-- begin Source document --
Matthew Parris
Attend a special evening hosted by Mike Atherton
Just occasionally you encounter abroad an idea so smart that you cannot think why it hasn't been adopted here. Colombia, whence I've just returned, has cash machines like ours. They work fine with British cards, paying out in Colombian pesos. The procedure's the same, except that before pressing the final proceed key you are asked on-screen whether you wish to donate the equivalent of about (a) 30p; (b) 60p; or (c) 90p, to a listed charity; a sum that would not be deducted from your cash payout, but charged on your monthly statement. To indicate your decision you press a key.
All my group found ourselves opting for the middle-sized donation, which was to a children's charity. Why? Because, first, it's a tiny sum, it's easy, and it doesn't reduce your payout; secondly, because this is when you're keeping your fingers crossed that the machine will cough up and you sort of half-think in a superstitious way that you're more likely to get mercy if you show mercy to others; and, thirdly, because the moment of pulling loads of dosh from a hole in the wall is (for me, anyway) a moment of counting my blessings and remembering that not everybody can.
I bet this would work in Britain. If 30 million people did it twice a week, it would raise more than a billion a year for charity. We would chip in (I'd guess) without cutting other giving, and could trigger charity tax-relief, too, simply by pressing another key. Even the beastly banks could get some kudos. So why not give it a try?

Mind the gap
Here's another idea I've brought excitedly back. The city of Bogotá, appalled by the projected cost of an underground railway, tried something about a hundred times cheaper. The ingredients are lots of concrete kerbstones; a set of steel-girder pedestrian overpasses and stairs; some basic platforms and shelters; a computerised dot-matrix platform announcement system; ticket machines; and the buses you already have - plus some.
So Bogotá's Underground is overground. Its trains are buses. Its tracks are asphalted channels between kerb-stoned margins, mostly down the central reservations of the main highways. This is really just a turbocharged bus-lane system, with teeth: including platforms, access, interchanges, and serious info-tech. It needs space, which in British cities we often lack, but no more space than the ruinously expensive tramway systems, with their hideous superstructure, that we've committed ourselves to in some places.
-- end Source document --
» **Directives**:
1 - List the ingredients that the column names for Bogotá's cheaper alternative to an underground railway.
2 - According to the column, why did the writer's group choose to make a donation at the Colombian cash machines?
The records are unrelated to the column.
-- begin Extracted records --
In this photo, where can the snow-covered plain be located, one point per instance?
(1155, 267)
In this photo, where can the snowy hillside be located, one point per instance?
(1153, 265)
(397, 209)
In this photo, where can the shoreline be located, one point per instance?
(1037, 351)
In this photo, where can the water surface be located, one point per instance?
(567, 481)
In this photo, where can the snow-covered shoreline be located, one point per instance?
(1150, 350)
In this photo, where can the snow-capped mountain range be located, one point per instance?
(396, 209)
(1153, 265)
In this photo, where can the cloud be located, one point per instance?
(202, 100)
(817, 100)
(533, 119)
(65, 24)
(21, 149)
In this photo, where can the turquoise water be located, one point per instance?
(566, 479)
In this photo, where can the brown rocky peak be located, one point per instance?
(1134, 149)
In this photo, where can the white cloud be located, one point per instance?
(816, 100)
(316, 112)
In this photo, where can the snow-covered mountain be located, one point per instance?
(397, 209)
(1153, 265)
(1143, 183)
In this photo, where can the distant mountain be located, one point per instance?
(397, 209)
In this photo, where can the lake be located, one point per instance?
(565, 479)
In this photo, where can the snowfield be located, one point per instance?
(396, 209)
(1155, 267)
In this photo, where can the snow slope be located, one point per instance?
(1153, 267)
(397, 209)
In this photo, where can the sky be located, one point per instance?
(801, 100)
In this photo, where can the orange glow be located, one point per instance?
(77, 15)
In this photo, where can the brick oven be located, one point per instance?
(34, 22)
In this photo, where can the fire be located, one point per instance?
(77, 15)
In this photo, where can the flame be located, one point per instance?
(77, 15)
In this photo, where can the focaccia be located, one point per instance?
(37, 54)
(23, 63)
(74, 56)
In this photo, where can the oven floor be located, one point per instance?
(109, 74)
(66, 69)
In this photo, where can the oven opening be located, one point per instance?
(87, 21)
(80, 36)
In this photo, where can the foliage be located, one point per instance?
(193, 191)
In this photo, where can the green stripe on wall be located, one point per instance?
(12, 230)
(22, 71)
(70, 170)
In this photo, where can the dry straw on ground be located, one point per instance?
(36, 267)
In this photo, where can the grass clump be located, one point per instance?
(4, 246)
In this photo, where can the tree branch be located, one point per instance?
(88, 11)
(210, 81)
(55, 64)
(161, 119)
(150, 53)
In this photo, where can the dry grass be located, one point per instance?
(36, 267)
-- end Extracted records --
» **Answers**:
1 -
- Concrete kerbstones
- Steel-girder pedestrian overpasses and stairs
- Basic platforms and shelters
- A computerised dot-matrix platform announcement system
- Ticket machines
- The buses already available, plus some more

2 - The sum was tiny, giving was easy, and it did not reduce the cash payout. While hoping the machine would pay out, one half-thinks, superstitiously, that showing mercy to others makes mercy more likely. Withdrawing cash is also a moment to count one's blessings and remember that not everybody can do the same.